Low skill, low pay jobs are almost always thankless.

Rather than closing completely, some places here have cut back their hours greatly. Instead of 11a-9p, they open only 11a-1p, and 5p-7p.

Some jobs require actually being at work. Those are the hardest hit everywhere. For my industry, covid forced employers to change, I'd been working 100% from home since 2008 and 50% from 2000-2008. There are times when being in a specific place at a specific time is still required, but that isn't the rule, it is the exception, in my industry.

3 ( +3 / -0 )

The Eastern European subjected of the most applying employment practices, judged/highlighted in the Taylor review, fully endorsed by The Scottish Affairs Committee as bordering on modern slavery.

Oversea employment gang master/agency/ non direct/fake self-employment.

Piece work, pattern hours/zero hours contracts. No written statement of terms and conditions. No transparent ethical employment supply chain management. just-in-time employment arrangement roles in hospitality, retail and warehousing….

Not to mention on the spot employment termination

An example…….

┄┄┄┄┄┄

EXERCISE BRIEF:
From the passage on low-wage work, print the section starting with "Rather than closing" and going on through "non direct/fake self-employment.".

Records contained in a dataset:
┄┄┄┄┄┄

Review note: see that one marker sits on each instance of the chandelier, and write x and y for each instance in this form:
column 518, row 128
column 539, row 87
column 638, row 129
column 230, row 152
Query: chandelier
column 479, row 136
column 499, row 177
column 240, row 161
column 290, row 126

┄┄┄┄┄┄

WRITTEN RESPONSE:
Rather than closing completely, some places here have cut back their hours greatly. Instead of 11a-9p, they open only 11a-1p, and 5p-7p.

Some jobs require actually being at work. Those are the hardest hit everywhere. For my industry, covid forced employers to change, I'd been working 100% from home since 2008 and 50% from 2000-2008. There are times when being in a specific place at a specific time is still required, but that isn't the rule, it is the exception, in my industry.

3 ( +3 / -0 )

The Eastern European subjected of the most applying employment practices, judged/highlighted in the Taylor review, fully endorsed by The Scottish Affairs Committee as bordering on modern slavery.

Oversea employment gang master/agency/ non direct/fake self-employment.